• [What you will do]: Could you say how many lines in the records include "field"? Please give the number by itself.

• [Available data]:
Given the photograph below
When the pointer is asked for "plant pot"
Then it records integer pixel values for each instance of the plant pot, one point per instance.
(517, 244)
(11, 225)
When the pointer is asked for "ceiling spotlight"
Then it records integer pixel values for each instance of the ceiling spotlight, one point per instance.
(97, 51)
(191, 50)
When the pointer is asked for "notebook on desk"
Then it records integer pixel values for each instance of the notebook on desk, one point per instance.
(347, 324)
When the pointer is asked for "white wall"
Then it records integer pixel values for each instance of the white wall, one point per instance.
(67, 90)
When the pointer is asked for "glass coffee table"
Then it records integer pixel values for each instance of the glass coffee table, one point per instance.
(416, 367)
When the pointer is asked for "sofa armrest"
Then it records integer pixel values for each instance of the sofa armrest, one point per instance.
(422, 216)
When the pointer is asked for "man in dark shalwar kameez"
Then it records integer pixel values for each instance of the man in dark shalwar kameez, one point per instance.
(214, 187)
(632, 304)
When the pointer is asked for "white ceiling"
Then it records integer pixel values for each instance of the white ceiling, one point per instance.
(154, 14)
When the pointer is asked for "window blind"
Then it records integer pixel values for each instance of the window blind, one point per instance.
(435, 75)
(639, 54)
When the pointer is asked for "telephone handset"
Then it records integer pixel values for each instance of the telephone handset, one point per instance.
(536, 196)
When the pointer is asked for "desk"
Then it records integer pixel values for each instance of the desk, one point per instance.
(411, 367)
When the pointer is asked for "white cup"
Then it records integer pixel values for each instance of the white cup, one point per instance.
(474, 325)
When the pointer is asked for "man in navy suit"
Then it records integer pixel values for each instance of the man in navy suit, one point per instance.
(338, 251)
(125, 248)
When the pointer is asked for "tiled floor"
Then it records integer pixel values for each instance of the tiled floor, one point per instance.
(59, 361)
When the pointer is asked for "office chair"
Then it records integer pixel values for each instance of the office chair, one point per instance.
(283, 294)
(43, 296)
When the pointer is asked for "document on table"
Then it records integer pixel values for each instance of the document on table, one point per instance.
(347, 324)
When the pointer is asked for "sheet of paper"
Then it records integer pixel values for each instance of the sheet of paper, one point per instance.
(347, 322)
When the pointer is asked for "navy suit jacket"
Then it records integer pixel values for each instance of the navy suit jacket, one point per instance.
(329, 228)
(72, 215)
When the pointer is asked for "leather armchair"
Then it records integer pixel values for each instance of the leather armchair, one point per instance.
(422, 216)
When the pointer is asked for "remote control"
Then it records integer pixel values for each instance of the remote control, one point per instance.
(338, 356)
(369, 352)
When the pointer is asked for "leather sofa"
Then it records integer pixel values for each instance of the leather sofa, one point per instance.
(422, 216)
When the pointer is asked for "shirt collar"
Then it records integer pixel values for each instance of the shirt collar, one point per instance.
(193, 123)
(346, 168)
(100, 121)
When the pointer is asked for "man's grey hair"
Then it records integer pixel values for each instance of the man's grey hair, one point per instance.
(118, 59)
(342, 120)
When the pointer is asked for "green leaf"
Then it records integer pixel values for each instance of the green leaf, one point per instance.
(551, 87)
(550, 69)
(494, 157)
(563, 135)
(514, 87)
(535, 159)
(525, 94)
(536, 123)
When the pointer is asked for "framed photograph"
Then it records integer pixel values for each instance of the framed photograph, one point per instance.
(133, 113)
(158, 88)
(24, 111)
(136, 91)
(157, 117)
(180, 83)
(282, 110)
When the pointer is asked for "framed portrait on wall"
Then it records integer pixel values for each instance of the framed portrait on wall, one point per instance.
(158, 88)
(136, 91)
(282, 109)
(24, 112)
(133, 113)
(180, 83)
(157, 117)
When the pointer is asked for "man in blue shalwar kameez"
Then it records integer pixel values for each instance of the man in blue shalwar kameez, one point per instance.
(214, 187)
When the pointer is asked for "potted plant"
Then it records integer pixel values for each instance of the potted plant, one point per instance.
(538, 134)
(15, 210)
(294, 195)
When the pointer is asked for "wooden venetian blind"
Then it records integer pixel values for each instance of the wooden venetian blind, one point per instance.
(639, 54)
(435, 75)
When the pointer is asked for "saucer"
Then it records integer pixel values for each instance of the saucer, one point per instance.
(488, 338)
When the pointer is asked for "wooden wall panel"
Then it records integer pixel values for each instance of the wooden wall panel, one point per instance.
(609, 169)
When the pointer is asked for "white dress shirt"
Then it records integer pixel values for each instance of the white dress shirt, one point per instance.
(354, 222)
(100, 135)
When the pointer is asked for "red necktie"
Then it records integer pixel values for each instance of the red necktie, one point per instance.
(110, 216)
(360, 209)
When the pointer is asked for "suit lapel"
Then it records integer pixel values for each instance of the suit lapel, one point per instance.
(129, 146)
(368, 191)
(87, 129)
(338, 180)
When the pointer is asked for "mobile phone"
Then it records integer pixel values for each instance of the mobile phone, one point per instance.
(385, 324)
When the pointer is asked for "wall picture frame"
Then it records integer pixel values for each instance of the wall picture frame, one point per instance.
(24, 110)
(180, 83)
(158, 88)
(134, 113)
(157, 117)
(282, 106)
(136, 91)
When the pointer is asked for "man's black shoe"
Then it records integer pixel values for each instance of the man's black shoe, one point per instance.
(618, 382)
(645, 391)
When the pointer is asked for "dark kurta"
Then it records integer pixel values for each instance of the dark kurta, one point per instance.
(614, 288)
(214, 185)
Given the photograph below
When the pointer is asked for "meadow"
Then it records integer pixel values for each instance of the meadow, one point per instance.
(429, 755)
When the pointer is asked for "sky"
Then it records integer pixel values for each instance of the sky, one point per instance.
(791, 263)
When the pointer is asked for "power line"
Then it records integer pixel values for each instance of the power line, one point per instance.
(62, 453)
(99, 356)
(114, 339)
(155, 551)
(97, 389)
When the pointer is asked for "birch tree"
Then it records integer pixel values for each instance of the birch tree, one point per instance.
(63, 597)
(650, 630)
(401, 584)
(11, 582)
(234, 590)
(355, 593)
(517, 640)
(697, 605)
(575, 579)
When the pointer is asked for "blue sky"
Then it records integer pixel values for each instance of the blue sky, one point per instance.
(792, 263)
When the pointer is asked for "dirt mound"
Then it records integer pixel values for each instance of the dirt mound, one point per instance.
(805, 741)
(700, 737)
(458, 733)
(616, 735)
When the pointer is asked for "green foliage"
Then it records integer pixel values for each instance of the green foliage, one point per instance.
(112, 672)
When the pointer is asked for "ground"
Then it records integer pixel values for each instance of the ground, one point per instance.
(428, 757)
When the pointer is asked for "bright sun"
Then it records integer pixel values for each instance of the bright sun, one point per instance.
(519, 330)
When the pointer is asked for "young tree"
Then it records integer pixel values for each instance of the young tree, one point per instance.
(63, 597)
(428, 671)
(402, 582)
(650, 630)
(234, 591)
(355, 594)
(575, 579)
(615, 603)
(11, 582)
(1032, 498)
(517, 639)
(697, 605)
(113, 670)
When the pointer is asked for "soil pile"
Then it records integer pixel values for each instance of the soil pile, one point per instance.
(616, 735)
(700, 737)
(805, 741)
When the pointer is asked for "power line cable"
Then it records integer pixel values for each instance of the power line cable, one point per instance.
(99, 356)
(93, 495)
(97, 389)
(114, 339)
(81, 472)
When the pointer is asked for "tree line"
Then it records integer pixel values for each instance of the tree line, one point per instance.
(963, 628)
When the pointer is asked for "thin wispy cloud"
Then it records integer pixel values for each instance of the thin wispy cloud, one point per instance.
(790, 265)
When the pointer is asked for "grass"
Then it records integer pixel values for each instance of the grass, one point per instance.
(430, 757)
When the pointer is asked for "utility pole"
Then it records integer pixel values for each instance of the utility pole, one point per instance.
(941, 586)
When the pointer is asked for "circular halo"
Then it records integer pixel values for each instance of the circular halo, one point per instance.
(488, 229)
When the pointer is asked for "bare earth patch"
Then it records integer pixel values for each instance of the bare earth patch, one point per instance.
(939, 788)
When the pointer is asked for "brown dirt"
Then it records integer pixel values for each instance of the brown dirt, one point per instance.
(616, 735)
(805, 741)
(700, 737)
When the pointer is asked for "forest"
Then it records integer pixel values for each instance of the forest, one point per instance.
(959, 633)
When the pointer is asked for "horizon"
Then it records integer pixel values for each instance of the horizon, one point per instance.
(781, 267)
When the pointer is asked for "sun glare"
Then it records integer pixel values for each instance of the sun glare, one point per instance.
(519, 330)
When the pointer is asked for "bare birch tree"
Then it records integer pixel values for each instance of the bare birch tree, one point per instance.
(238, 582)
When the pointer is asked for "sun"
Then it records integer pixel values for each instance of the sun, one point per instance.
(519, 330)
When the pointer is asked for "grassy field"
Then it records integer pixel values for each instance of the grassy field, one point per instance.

• [Answer section]: 2